- [BRIEF]: Repeat the full listing below verbatim and keep the images out.

- [MATERIAL FOR THIS TASK]:
□ □ □
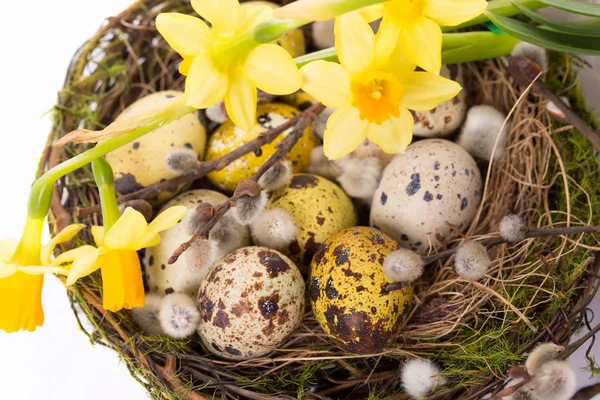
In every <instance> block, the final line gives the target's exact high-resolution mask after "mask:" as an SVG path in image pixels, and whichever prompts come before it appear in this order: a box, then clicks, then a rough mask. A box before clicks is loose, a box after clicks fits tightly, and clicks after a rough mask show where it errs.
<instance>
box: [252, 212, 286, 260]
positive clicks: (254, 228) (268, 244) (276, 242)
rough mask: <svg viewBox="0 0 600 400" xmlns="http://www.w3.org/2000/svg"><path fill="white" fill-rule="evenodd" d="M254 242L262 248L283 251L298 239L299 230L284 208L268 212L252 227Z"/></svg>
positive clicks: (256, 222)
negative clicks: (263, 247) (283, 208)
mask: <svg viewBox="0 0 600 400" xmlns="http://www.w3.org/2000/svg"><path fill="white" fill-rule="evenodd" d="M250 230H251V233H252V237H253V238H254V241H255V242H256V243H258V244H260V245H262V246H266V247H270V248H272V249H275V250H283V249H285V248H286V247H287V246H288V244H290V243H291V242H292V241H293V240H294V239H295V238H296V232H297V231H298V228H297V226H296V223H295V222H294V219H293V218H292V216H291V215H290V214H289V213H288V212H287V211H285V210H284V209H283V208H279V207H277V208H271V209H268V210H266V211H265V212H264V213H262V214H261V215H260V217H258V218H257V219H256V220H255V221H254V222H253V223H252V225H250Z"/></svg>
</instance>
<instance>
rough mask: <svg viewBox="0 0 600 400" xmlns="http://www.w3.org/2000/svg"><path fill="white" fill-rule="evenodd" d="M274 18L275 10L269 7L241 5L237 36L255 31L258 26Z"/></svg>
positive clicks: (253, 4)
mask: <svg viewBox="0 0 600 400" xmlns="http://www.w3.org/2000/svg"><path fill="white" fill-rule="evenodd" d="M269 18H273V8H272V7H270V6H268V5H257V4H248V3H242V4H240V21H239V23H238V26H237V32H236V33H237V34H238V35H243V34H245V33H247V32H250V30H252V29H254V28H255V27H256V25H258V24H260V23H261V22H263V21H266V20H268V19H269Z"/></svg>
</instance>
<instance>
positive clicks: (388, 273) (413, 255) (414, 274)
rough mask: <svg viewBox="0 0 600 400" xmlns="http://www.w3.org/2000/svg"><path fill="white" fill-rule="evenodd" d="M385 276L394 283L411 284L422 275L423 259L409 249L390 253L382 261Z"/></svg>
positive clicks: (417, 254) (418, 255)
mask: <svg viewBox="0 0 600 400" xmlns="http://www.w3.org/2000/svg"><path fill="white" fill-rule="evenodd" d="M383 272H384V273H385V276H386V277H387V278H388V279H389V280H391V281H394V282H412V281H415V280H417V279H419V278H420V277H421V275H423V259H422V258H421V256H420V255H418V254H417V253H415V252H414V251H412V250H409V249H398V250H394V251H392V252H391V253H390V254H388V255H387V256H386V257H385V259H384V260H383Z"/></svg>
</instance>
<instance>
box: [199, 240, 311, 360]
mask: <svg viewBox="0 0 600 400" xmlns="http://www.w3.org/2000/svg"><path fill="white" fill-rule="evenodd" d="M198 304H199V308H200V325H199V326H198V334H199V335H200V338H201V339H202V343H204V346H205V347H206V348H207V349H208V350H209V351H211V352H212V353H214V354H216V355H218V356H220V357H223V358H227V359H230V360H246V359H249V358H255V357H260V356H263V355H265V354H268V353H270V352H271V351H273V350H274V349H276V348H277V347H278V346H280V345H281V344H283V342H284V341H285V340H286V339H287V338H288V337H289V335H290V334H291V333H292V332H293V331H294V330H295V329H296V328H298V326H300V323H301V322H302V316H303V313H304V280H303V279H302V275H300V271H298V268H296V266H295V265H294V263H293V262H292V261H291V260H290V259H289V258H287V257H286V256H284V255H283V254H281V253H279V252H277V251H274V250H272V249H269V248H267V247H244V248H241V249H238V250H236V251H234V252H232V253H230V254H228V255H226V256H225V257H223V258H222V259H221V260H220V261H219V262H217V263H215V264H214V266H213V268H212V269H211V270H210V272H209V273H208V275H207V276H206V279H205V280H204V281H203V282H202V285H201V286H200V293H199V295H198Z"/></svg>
□ □ □
- [ANSWER TO THIS PROBLEM]:
In every <instance> block, the final line gives the target's exact high-resolution mask after "mask:" as an SVG path in image pixels, and whichever prompts come before it appear in this order: a box, then clicks, then a rough mask. A box before clicks is loose, a box after clicks fits tightly, and clicks after a rough mask show where it errs.
<instance>
box: [252, 212, 286, 260]
positive clicks: (254, 228) (268, 244) (276, 242)
rough mask: <svg viewBox="0 0 600 400" xmlns="http://www.w3.org/2000/svg"><path fill="white" fill-rule="evenodd" d="M254 242L262 248L283 251L298 239L299 230L284 208L268 212L252 227Z"/></svg>
positive clicks: (256, 222)
negative clicks: (263, 247) (283, 208)
mask: <svg viewBox="0 0 600 400" xmlns="http://www.w3.org/2000/svg"><path fill="white" fill-rule="evenodd" d="M250 230H251V233H252V237H253V238H254V241H255V242H256V243H258V244H260V245H262V246H266V247H270V248H272V249H275V250H283V249H285V248H286V247H287V246H288V244H290V243H291V242H292V241H293V240H294V239H295V238H296V232H297V231H298V228H297V226H296V223H295V222H294V219H293V218H292V216H291V215H290V214H289V213H288V212H287V211H285V210H284V209H283V208H279V207H277V208H271V209H268V210H266V211H265V212H264V213H262V214H261V215H260V217H258V218H257V219H256V220H255V221H254V222H253V223H252V225H250Z"/></svg>
</instance>
<instance>
rough mask: <svg viewBox="0 0 600 400" xmlns="http://www.w3.org/2000/svg"><path fill="white" fill-rule="evenodd" d="M274 18L275 10L269 7L241 5L237 36L255 31L258 26Z"/></svg>
positive clicks: (253, 4)
mask: <svg viewBox="0 0 600 400" xmlns="http://www.w3.org/2000/svg"><path fill="white" fill-rule="evenodd" d="M269 18H273V8H272V7H270V6H268V5H257V4H248V3H242V4H240V21H239V23H238V26H237V32H236V33H237V34H238V35H243V34H245V33H247V32H250V30H252V29H254V28H255V27H256V25H258V24H260V23H261V22H263V21H266V20H268V19H269Z"/></svg>
</instance>
<instance>
positive clicks: (388, 273) (413, 255) (414, 274)
rough mask: <svg viewBox="0 0 600 400" xmlns="http://www.w3.org/2000/svg"><path fill="white" fill-rule="evenodd" d="M385 276L394 283L411 284L422 275L423 259L409 249L390 253L382 261Z"/></svg>
positive clicks: (417, 254) (418, 255)
mask: <svg viewBox="0 0 600 400" xmlns="http://www.w3.org/2000/svg"><path fill="white" fill-rule="evenodd" d="M383 272H384V273H385V276H386V277H387V278H388V279H389V280H391V281H394V282H412V281H415V280H417V279H419V278H420V277H421V275H423V259H422V258H421V256H420V255H418V254H417V253H415V252H414V251H412V250H409V249H398V250H394V251H392V252H391V253H390V254H388V255H387V256H386V257H385V259H384V260H383Z"/></svg>
</instance>
<instance>
box: [199, 240, 311, 360]
mask: <svg viewBox="0 0 600 400" xmlns="http://www.w3.org/2000/svg"><path fill="white" fill-rule="evenodd" d="M198 304H199V308H200V325H199V326H198V334H199V335H200V338H201V339H202V343H204V346H205V347H206V348H207V349H208V350H209V351H211V352H212V353H214V354H216V355H218V356H220V357H223V358H227V359H230V360H246V359H249V358H255V357H260V356H263V355H265V354H268V353H270V352H271V351H273V350H274V349H276V348H277V347H278V346H280V345H281V344H283V342H284V341H285V340H286V339H287V338H288V337H289V335H290V334H291V333H292V332H293V331H294V330H295V329H296V328H298V326H300V323H301V322H302V316H303V313H304V280H303V279H302V275H300V271H298V268H296V266H295V265H294V263H293V262H292V261H291V260H290V259H289V258H287V257H286V256H284V255H283V254H281V253H279V252H277V251H274V250H272V249H269V248H267V247H244V248H241V249H238V250H236V251H234V252H232V253H230V254H228V255H226V256H225V257H223V258H222V259H221V260H220V261H219V262H217V263H215V264H214V266H213V268H212V269H211V270H210V272H209V273H208V275H207V276H206V279H205V280H204V281H203V282H202V285H201V286H200V293H199V295H198Z"/></svg>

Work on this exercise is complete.